*Direction*
Rewrite every line of the data below as a Markdown table with the columns "Row" and "Text", numbering the lines in order and omitting blank lines.
+ + + + +
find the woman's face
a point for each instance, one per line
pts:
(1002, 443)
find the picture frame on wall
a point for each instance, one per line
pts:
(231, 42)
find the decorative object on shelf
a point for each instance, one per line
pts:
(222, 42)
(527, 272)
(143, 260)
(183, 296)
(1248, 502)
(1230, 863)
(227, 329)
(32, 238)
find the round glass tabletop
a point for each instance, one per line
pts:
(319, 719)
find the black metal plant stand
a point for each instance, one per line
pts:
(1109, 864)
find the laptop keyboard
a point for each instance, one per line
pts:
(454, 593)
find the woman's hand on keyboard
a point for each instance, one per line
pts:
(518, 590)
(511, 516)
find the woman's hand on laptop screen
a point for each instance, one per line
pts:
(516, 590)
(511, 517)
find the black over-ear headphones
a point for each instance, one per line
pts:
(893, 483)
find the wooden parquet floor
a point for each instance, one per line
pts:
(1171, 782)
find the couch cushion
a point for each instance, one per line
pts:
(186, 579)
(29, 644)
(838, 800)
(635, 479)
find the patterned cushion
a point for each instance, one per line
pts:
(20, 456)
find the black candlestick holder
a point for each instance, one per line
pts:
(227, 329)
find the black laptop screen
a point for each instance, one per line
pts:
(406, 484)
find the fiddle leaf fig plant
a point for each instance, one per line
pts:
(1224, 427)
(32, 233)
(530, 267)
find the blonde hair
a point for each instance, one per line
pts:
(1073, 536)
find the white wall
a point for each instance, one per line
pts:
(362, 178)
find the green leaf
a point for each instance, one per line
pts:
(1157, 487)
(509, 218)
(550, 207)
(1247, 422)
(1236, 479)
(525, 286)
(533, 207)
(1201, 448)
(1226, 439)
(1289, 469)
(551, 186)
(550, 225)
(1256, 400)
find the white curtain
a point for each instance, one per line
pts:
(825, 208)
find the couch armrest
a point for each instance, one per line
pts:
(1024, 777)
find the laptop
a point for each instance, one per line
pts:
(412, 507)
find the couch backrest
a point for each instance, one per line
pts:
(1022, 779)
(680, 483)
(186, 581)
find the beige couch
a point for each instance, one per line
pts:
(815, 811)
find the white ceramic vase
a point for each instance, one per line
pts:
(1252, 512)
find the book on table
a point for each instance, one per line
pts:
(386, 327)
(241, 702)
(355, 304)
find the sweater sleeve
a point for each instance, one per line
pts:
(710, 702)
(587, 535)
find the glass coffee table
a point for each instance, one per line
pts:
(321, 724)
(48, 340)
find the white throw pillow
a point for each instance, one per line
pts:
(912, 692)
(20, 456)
+ + + + +
*Solution to the exercise*
| Row | Text |
|---|---|
| 1 | find the woman's face |
| 2 | a point for each instance, one per line |
| 3 | pts: |
| 4 | (1002, 443) |
| 5 | find the picture frame on wall |
| 6 | a point for each instance, one per line |
| 7 | pts: |
| 8 | (231, 42) |
| 9 | find the decorative object on shelf |
| 10 | a point for each instance, one per line |
| 11 | pts: |
| 12 | (222, 42) |
| 13 | (527, 272) |
| 14 | (143, 260) |
| 15 | (183, 296) |
| 16 | (1248, 502) |
| 17 | (1230, 863) |
| 18 | (227, 329) |
| 19 | (32, 238) |
| 20 | find the round glass tabletop |
| 21 | a point for each instance, one per line |
| 22 | pts: |
| 23 | (319, 719) |
| 24 | find the black metal plant stand |
| 25 | a point for each instance, one per line |
| 26 | pts: |
| 27 | (1109, 864) |
| 28 | find the laptop keyboard |
| 29 | a point for each instance, one per line |
| 30 | pts: |
| 31 | (454, 593) |
| 32 | find the woman's hand on keyboard |
| 33 | a point for each instance, one per line |
| 34 | pts: |
| 35 | (518, 590) |
| 36 | (511, 516) |
| 37 | find the woman's hand on laptop screen |
| 38 | a point for each instance, one per line |
| 39 | pts: |
| 40 | (516, 590) |
| 41 | (511, 517) |
| 42 | find the black over-ear headphones |
| 43 | a point for each instance, one per line |
| 44 | pts: |
| 45 | (893, 483) |
| 46 | find the wooden parquet floor |
| 47 | a point for each instance, one per line |
| 48 | pts: |
| 49 | (1171, 782) |
| 50 | find the couch cushion |
| 51 | a point for each instance, one per line |
| 52 | pts: |
| 53 | (186, 579) |
| 54 | (29, 644) |
| 55 | (838, 800) |
| 56 | (635, 479) |
| 57 | find the patterned cushion |
| 58 | a point for each instance, one per line |
| 59 | pts: |
| 60 | (20, 456) |
| 61 | find the black candlestick holder |
| 62 | a point for each instance, one per line |
| 63 | pts: |
| 64 | (227, 329) |
| 65 | find the black laptop screen |
| 66 | a point for each instance, one per line |
| 67 | pts: |
| 68 | (406, 484) |
| 69 | find the fiddle leaf fig plant |
| 70 | a point for each instance, one per line |
| 71 | pts: |
| 72 | (1224, 427) |
| 73 | (32, 233) |
| 74 | (530, 267) |
| 75 | find the blonde hair |
| 76 | a point for each instance, one per line |
| 77 | pts: |
| 78 | (1073, 536) |
| 79 | find the white wall |
| 80 | a point for each instance, one per line |
| 81 | pts: |
| 82 | (362, 178) |
| 83 | find the green leaf |
| 84 | a point for each instance, one per line |
| 85 | pts: |
| 86 | (1157, 487) |
| 87 | (509, 218) |
| 88 | (550, 207) |
| 89 | (1247, 422) |
| 90 | (1236, 479) |
| 91 | (525, 286) |
| 92 | (533, 207) |
| 93 | (1201, 448) |
| 94 | (1226, 439) |
| 95 | (1289, 469) |
| 96 | (551, 186) |
| 97 | (550, 225) |
| 98 | (1256, 400) |
| 99 | find the white curtain |
| 100 | a point for each instance, one per line |
| 101 | pts: |
| 102 | (825, 208) |
| 103 | find the couch armrest |
| 104 | a point for each instance, one per line |
| 105 | pts: |
| 106 | (1024, 777) |
| 107 | find the laptop |
| 108 | a point for each instance, one per line |
| 109 | pts: |
| 110 | (412, 507) |
| 111 | find the couch backrest |
| 112 | a point for each instance, one per line |
| 113 | pts: |
| 114 | (1022, 779) |
| 115 | (680, 483) |
| 116 | (186, 581) |
| 117 | find the beige couch |
| 118 | a point for each instance, one per line |
| 119 | pts: |
| 120 | (815, 811) |
| 121 | find the white ceramic vase |
| 122 | a point for each instance, one per line |
| 123 | pts: |
| 124 | (1252, 512) |
| 125 | find the book on table |
| 126 | a point for each instance, one per line |
| 127 | pts: |
| 128 | (386, 327) |
| 129 | (241, 702) |
| 130 | (355, 304) |
| 131 | find the sweater sleeve |
| 132 | a point for each instance, one per line |
| 133 | pts: |
| 134 | (710, 702) |
| 135 | (587, 535) |
| 136 | find the glass coffee table |
| 137 | a point for each instance, one per line |
| 138 | pts: |
| 139 | (321, 724) |
| 140 | (48, 340) |
| 141 | find the white throw pillow |
| 142 | a point for each instance, one per line |
| 143 | pts: |
| 144 | (912, 692) |
| 145 | (20, 456) |